Could you return the data below exactly as it appears?

======== Exercise materials ========

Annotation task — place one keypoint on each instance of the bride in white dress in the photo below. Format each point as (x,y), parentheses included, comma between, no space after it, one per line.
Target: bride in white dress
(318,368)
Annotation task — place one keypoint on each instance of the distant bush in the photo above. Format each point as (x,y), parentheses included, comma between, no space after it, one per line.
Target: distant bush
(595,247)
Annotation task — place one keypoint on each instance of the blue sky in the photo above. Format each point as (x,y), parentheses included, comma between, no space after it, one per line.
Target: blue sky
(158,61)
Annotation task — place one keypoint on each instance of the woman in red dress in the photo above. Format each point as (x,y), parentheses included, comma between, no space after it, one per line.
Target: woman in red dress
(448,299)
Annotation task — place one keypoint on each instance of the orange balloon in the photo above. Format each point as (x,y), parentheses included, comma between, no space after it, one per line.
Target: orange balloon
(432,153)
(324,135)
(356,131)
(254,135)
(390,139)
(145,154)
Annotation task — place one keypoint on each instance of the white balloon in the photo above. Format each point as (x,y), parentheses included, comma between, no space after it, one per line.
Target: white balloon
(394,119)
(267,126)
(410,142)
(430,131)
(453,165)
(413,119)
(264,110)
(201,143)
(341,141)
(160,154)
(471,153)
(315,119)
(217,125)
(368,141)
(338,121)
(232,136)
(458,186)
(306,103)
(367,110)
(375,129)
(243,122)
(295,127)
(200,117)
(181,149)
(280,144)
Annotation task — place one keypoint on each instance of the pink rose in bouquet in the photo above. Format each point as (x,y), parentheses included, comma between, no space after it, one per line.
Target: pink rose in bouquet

========

▶ [Exercise answer]:
Annotation task — place one keypoint on each instance of the bride in white dress in the photo below. Format each point as (x,y), parentheses included, comma between, no space after it, one per line.
Target: bride in white dress
(318,368)
Annotation task — place one keypoint on each instance of the distant bush in the photo above. Format each point as (x,y), parentheses included, comma between, no space after it, one per line.
Target: distant bush
(595,247)
Annotation task — place one keypoint on each instance of the blue sky in the photo above. Format each point as (x,y), parentheses included, comma between, no space after it, one per line.
Target: blue sky
(158,61)
Annotation task — place one keypoint on each instance of the woman in red dress in the photo above. Format each point as (x,y), parentheses included, comma between, no space after it, one per line.
Target: woman in red dress
(448,299)
Annotation task — place one keypoint on each instance of the orange balloon in the photo above. Format each point as (x,y), parentheses included, comma between, no space after it, one per line.
Target: orange balloon
(432,153)
(324,135)
(356,131)
(254,135)
(390,139)
(145,154)
Annotation task — place one keypoint on each instance of the white balloon in the photo above. Format each point as (x,y), parentheses included, comma between, no space after it, one per line.
Target: white balloon
(394,119)
(267,126)
(410,142)
(430,131)
(453,165)
(413,119)
(264,110)
(201,143)
(341,141)
(160,154)
(471,153)
(315,119)
(217,125)
(368,141)
(338,121)
(232,136)
(458,186)
(306,103)
(367,110)
(375,129)
(243,122)
(295,127)
(200,117)
(181,149)
(280,144)
Annotation task — place one keypoint on each instance of the pink rose in bouquet in the photo above. Format each point as (x,y), parentheses included, comma between, no space after it, one per line.
Target: pink rose in bouquet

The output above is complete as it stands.